For the material below, output exactly the span from the line with "Would you mind annotating the tree" to the line with "Would you mind annotating the shirt collar", including both, and nothing besides.

** Supplied data follows **

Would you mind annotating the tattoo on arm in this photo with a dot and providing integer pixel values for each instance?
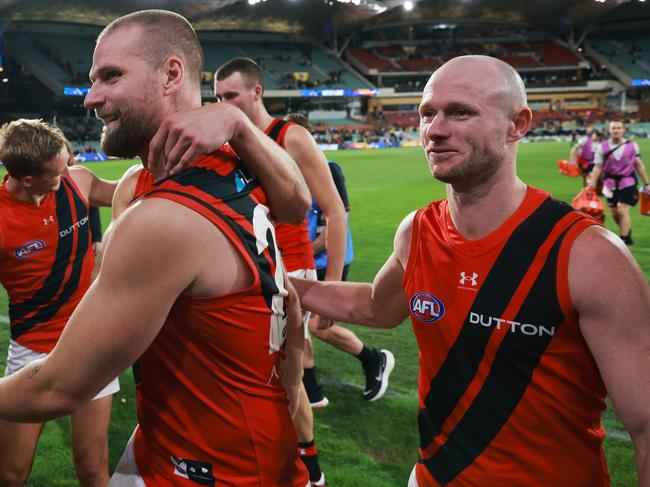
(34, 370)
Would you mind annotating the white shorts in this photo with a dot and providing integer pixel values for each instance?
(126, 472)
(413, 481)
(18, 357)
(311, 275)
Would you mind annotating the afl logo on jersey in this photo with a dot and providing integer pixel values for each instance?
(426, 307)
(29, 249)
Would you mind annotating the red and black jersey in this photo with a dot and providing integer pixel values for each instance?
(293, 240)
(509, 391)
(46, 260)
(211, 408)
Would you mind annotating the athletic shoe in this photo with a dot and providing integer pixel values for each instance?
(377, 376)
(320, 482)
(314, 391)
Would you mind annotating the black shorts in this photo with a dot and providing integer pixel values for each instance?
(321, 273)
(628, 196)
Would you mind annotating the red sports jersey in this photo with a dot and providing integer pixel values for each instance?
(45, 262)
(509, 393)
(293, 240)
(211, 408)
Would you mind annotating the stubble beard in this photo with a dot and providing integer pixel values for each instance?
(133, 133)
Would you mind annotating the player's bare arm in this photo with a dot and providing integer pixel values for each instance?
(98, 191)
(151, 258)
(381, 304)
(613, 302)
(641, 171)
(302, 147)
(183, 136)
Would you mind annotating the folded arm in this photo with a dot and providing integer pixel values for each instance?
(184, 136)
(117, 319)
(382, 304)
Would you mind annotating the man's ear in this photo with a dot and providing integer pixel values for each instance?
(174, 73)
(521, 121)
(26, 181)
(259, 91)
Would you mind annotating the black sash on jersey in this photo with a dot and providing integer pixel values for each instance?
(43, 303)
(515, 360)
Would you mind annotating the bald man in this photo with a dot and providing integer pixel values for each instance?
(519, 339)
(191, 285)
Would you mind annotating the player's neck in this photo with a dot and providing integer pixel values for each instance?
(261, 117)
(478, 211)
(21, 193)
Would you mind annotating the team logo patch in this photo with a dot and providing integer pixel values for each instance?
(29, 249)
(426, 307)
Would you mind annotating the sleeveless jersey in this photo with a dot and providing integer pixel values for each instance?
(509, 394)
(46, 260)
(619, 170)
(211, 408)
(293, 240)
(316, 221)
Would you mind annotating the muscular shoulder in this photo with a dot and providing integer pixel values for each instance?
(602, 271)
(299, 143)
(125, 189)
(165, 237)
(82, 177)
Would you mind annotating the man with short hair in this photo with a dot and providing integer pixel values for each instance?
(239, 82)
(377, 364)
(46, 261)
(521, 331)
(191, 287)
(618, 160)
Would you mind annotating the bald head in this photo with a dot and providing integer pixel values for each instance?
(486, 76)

** End of Supplied data **
** Supplied data follows **

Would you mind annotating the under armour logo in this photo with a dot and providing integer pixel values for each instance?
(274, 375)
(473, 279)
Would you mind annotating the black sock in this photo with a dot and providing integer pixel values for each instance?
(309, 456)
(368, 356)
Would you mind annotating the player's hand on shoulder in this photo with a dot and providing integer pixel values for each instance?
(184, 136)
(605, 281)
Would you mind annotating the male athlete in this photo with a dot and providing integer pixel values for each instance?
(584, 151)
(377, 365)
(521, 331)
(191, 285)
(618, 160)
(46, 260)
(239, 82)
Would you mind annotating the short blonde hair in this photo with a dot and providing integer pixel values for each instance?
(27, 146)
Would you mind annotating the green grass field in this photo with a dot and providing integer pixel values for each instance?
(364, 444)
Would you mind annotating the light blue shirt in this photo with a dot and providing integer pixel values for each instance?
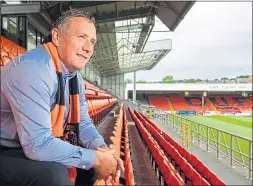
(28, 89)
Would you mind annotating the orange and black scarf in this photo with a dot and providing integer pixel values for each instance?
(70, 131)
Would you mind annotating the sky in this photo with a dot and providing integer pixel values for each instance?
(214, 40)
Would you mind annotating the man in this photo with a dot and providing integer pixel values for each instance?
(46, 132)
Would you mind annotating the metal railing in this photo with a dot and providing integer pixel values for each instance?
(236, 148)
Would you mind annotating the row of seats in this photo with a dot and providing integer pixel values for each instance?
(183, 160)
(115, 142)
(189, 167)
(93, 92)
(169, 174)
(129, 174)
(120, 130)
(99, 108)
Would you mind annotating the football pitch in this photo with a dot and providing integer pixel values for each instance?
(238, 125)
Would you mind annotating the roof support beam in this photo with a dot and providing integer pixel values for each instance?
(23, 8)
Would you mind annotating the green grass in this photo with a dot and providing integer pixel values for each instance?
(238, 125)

** End of Supplied data **
** Supplied data follows **

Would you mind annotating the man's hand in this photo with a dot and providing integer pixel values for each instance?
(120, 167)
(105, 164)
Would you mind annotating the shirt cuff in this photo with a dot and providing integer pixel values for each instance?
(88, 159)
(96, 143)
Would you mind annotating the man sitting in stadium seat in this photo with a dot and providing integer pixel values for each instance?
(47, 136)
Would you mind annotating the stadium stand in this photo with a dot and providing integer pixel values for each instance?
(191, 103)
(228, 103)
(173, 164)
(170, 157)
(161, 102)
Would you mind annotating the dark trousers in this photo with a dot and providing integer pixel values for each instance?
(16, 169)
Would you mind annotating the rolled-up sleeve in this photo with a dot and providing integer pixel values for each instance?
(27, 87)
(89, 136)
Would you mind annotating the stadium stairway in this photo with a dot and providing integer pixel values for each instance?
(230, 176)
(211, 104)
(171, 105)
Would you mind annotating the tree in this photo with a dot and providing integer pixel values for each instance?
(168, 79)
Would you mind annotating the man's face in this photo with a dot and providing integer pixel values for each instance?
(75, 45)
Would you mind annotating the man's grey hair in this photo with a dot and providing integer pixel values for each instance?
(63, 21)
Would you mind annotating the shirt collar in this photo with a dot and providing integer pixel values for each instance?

** End of Supplied data **

Solution for this task:
Would you mind annotating the tree in this photo with a dot and providing integer pixel values for each instance?
(168, 79)
Would you mind annotating the man's face in this photo with a dot and providing integer pixel values for each instance?
(75, 45)
Would you mind annotating the man's grey hair in this photo with a dot and providing integer pixel values for each instance?
(63, 21)
Would you mind annotating the shirt collar in this photo with a dot and providing integer pixel values for each instance?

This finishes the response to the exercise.